## START Provided entries

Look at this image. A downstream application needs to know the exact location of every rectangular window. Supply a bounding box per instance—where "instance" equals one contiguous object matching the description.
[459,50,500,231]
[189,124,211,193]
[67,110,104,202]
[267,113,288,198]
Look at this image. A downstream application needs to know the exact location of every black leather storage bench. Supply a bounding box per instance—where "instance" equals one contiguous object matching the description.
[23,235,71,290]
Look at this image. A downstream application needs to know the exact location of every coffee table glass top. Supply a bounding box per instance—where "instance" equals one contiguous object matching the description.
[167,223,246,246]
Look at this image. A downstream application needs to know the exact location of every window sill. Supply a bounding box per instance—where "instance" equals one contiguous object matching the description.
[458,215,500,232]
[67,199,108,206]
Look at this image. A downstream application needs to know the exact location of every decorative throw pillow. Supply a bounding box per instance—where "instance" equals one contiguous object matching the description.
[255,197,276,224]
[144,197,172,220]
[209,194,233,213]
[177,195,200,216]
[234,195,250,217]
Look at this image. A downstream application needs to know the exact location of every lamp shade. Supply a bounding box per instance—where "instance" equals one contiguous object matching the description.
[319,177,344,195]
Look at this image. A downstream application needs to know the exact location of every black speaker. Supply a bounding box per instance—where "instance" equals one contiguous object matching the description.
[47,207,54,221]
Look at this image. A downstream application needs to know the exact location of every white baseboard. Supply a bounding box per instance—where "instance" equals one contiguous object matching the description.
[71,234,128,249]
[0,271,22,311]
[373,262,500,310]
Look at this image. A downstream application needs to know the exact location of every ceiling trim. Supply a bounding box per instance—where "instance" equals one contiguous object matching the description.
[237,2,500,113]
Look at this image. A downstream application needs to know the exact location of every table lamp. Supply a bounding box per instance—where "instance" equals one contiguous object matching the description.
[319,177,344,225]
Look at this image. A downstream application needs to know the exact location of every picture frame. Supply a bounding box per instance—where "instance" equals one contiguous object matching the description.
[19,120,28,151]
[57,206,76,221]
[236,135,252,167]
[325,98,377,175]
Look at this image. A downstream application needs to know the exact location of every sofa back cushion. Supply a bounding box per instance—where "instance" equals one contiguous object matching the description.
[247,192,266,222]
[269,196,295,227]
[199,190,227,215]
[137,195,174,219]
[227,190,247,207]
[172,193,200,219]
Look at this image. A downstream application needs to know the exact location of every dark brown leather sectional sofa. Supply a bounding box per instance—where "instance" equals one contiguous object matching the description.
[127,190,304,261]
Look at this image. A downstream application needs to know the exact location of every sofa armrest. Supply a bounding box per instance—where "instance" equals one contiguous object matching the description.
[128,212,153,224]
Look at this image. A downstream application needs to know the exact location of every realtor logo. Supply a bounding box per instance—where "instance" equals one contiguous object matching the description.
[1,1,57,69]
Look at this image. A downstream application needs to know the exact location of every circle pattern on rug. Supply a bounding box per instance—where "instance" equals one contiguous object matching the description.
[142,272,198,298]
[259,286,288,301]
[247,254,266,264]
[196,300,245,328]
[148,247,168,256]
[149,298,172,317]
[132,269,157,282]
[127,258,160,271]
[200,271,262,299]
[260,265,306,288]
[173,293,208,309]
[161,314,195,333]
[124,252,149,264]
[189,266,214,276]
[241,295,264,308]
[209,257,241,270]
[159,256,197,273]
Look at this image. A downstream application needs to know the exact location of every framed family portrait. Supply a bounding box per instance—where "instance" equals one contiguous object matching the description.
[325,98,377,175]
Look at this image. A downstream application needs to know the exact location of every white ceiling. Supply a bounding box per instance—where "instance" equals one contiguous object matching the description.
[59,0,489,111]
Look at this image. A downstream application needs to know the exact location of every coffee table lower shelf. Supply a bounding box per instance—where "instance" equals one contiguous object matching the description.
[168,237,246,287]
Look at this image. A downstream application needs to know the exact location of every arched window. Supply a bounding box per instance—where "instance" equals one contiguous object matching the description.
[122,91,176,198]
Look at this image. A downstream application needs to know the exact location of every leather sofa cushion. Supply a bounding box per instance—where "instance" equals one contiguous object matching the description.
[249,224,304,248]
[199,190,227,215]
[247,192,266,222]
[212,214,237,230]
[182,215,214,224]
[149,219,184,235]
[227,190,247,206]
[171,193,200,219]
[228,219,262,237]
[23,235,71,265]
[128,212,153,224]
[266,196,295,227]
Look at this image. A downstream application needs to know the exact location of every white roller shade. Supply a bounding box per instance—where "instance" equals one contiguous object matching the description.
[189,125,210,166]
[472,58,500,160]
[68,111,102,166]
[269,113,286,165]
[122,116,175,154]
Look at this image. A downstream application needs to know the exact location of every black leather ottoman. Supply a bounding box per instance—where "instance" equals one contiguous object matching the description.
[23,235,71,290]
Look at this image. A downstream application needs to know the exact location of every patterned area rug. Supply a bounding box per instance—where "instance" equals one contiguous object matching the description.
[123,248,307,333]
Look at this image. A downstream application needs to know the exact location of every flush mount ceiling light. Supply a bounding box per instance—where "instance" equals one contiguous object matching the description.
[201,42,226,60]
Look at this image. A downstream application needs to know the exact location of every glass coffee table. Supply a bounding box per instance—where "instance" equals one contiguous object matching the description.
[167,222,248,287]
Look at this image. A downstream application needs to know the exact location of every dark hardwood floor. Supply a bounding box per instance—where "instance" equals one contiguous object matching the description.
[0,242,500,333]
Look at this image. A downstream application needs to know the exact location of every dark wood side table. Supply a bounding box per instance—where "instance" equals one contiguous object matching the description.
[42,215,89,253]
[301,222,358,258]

## END Provided entries

Write out the stretch of the data from the line containing "every white ceiling." through the line containing "[59,0,489,111]", both included, and leave the request line unchanged. In the answer line, scale each box coordinate by 0.7 and round it to a whole number, with halves rounding up.

→ **Solution to this task**
Look at this image. A downstream application needs to know the exact location of every white ceiling. Supply a bounding box per instance—where "instance" equals one contiguous object matching the description.
[41,0,342,78]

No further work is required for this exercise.